--- Requirements ---
Copy every line of the data below that contains the word "cabin".

--- Source records ---
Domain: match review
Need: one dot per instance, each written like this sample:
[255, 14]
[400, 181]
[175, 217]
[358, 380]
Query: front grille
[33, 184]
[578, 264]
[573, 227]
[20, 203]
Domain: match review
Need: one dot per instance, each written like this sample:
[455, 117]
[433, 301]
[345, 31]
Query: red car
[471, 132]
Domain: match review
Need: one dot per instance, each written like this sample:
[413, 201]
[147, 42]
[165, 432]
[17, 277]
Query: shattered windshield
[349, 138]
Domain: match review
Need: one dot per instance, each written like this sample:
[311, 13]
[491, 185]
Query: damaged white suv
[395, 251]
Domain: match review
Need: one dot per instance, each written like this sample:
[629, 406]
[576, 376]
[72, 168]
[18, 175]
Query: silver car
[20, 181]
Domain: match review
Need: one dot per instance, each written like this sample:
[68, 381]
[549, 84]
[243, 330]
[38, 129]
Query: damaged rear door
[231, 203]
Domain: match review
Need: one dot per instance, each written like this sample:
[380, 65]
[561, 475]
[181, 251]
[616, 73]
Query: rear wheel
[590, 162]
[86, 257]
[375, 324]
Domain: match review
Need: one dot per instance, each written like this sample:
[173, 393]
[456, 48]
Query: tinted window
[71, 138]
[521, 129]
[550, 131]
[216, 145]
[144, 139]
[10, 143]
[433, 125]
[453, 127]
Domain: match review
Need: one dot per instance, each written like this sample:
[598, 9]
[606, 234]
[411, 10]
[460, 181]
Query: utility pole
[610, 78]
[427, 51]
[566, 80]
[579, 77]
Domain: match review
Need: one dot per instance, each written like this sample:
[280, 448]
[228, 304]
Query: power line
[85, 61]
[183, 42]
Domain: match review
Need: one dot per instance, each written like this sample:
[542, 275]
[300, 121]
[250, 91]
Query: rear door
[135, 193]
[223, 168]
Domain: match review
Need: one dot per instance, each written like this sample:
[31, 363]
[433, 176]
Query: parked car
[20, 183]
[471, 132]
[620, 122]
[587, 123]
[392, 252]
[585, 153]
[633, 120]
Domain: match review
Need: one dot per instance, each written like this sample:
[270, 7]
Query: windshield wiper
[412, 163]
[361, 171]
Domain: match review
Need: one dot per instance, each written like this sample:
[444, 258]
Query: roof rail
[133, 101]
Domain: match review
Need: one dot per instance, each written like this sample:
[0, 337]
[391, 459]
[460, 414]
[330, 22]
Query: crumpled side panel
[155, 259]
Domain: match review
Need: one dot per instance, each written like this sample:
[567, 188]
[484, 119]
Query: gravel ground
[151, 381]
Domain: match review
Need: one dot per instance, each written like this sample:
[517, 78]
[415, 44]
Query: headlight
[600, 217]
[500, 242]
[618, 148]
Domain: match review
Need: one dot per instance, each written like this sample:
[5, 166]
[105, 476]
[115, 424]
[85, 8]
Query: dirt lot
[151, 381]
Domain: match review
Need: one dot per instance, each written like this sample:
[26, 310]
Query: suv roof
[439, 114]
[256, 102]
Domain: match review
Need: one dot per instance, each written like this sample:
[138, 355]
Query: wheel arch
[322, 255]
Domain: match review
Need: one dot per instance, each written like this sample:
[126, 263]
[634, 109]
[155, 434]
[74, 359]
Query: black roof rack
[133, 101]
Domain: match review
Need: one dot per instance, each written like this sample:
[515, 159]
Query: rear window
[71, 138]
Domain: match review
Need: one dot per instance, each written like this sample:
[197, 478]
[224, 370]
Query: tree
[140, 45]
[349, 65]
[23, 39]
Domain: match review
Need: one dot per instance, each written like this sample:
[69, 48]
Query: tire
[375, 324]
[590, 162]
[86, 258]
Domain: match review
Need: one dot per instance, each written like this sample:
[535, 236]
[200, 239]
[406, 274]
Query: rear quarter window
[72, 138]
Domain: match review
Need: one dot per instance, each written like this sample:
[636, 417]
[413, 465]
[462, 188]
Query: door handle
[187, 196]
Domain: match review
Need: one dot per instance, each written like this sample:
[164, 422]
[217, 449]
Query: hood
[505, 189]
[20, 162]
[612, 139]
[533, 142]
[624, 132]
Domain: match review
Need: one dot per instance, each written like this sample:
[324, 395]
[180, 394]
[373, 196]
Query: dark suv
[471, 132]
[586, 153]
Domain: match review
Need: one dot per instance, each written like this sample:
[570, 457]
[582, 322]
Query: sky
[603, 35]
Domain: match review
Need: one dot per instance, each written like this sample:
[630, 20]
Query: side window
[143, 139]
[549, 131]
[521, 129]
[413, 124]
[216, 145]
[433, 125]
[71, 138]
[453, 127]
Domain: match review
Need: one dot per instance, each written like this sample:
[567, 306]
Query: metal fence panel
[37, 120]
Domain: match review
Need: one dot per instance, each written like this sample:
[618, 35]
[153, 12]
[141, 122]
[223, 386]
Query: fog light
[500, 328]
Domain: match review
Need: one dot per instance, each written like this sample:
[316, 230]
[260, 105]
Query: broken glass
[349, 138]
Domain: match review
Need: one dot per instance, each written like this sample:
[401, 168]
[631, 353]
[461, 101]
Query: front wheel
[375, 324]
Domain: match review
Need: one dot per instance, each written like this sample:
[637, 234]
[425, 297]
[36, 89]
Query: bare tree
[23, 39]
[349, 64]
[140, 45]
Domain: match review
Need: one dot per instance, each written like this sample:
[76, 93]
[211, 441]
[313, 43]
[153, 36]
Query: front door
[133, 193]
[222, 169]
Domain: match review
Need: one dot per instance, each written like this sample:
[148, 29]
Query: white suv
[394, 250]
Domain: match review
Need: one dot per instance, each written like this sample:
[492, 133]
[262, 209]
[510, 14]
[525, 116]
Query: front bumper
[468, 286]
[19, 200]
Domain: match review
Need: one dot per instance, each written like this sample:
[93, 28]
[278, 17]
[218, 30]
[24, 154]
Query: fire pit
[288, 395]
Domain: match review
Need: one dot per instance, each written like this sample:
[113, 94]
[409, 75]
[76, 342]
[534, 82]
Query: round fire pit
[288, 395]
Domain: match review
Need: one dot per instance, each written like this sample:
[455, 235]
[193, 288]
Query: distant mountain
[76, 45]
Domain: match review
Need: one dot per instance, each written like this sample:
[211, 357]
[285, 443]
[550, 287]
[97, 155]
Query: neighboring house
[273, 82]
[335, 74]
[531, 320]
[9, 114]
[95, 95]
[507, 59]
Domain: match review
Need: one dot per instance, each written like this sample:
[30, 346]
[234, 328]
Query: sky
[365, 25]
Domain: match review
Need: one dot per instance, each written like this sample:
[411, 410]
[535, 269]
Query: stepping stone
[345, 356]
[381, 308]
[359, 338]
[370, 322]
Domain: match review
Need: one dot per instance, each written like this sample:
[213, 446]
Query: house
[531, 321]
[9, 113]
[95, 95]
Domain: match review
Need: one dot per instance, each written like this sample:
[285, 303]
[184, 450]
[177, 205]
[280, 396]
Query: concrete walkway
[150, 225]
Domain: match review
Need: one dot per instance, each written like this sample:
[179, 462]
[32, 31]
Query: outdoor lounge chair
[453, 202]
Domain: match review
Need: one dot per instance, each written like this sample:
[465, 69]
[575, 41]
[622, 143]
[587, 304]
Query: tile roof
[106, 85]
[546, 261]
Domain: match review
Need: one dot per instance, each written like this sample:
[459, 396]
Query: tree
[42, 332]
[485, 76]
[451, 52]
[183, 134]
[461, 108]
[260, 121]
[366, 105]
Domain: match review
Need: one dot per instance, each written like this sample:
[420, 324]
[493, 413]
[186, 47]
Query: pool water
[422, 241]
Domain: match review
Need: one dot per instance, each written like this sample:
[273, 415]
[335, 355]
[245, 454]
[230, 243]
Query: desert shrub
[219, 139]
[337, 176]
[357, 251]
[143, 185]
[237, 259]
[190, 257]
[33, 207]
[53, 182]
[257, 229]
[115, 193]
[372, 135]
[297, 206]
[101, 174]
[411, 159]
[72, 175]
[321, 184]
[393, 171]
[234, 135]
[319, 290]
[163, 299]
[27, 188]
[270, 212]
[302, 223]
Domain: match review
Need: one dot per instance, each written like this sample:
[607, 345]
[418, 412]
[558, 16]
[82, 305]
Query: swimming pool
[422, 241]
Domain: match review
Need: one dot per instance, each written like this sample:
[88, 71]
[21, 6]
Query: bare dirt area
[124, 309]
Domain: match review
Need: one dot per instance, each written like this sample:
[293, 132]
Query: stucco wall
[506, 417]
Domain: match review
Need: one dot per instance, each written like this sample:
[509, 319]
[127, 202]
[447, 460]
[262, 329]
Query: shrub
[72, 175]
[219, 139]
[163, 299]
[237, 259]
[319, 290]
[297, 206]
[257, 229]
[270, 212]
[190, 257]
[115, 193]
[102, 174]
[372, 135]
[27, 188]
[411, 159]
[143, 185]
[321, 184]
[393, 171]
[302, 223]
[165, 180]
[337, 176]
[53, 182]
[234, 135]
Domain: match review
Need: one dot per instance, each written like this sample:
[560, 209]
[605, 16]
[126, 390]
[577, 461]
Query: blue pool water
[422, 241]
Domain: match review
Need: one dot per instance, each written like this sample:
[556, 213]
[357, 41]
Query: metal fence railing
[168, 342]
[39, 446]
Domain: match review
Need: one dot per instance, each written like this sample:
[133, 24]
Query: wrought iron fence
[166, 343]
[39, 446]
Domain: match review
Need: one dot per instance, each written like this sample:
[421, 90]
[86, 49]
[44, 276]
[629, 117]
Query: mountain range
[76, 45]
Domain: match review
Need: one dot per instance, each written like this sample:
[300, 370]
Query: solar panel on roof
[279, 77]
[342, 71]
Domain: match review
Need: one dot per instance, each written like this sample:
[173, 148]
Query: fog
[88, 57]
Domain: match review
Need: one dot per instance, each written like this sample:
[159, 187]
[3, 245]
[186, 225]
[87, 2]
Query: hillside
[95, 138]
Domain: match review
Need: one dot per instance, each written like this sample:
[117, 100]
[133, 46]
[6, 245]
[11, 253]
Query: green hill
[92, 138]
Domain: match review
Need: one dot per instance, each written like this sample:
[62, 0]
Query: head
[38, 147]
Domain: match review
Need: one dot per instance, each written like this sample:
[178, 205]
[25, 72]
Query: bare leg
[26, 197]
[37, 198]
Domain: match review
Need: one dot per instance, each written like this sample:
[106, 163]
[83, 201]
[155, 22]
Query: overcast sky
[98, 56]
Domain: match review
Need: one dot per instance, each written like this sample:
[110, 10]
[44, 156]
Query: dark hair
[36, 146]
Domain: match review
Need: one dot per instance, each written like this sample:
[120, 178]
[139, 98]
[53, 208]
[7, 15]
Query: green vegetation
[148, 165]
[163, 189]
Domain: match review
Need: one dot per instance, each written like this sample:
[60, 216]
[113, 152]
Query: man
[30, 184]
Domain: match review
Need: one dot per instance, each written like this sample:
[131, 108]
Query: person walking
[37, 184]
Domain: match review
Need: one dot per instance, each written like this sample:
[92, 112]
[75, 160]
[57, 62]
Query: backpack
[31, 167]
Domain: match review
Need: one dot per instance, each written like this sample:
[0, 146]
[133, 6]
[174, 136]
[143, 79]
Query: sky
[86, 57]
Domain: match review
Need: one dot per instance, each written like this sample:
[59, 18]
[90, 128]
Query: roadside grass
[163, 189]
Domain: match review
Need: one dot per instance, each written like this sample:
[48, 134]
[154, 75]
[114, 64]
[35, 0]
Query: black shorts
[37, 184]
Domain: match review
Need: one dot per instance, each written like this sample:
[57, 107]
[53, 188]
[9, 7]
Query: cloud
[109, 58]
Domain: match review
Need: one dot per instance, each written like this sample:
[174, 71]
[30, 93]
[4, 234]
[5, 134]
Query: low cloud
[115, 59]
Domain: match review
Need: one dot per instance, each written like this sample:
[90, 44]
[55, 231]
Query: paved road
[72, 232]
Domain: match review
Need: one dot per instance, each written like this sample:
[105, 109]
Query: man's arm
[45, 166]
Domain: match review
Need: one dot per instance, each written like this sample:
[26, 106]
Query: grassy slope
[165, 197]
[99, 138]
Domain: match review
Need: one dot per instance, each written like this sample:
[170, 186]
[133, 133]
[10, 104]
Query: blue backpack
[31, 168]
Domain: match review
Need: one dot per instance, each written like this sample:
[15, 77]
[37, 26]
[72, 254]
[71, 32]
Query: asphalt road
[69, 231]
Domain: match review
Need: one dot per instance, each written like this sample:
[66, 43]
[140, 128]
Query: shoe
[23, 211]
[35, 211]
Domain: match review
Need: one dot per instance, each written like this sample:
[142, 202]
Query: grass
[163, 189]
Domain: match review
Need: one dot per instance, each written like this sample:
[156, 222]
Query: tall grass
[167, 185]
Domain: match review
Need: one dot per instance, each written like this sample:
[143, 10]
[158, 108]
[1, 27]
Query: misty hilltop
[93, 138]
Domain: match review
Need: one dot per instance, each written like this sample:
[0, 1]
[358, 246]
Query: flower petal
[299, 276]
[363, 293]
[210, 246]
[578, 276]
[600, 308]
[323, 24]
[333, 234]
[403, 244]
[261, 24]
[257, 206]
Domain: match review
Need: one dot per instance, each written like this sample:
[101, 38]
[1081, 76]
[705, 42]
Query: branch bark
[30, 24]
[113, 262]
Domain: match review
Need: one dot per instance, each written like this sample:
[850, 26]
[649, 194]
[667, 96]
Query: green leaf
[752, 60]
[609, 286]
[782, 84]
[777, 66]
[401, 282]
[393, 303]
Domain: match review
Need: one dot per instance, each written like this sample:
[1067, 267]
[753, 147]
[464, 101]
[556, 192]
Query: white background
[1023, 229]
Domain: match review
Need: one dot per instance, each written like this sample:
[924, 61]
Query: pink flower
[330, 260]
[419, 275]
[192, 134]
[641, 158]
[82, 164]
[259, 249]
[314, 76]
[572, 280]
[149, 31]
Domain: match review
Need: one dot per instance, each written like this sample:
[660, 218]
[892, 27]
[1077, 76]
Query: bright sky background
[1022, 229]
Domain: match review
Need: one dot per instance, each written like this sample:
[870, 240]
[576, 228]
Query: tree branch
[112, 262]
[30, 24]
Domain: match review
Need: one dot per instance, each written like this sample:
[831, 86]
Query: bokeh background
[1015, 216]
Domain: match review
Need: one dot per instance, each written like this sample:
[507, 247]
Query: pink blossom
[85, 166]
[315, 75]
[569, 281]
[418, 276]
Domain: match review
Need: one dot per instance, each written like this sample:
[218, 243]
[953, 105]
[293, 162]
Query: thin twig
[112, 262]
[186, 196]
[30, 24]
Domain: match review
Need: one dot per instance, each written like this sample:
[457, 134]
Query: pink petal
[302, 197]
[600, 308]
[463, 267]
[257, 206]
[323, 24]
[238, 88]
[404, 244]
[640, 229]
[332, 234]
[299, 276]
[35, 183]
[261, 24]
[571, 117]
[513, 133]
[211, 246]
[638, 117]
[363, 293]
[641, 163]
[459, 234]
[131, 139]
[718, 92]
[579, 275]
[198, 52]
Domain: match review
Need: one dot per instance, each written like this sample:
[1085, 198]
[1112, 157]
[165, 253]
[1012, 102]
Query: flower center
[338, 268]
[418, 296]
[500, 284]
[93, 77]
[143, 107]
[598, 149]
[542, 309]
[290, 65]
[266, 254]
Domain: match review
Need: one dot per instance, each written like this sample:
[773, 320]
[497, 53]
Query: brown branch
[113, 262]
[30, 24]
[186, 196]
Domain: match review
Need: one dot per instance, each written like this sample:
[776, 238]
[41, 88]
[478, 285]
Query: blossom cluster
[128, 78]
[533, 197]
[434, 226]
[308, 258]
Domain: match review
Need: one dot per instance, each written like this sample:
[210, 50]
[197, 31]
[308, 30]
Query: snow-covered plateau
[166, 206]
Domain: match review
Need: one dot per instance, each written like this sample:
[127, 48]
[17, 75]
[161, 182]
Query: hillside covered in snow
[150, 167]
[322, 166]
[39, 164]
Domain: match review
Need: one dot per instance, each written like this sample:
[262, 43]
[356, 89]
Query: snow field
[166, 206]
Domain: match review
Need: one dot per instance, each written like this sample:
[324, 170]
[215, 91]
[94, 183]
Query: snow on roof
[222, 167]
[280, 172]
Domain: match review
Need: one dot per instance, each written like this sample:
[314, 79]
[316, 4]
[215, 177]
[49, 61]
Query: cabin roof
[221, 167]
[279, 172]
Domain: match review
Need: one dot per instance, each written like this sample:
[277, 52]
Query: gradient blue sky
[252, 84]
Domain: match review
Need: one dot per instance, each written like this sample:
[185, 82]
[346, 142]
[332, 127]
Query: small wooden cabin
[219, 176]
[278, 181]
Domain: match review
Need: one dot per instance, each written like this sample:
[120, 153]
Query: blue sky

--- Result ---
Query: cabin roof
Query: small wooden cabin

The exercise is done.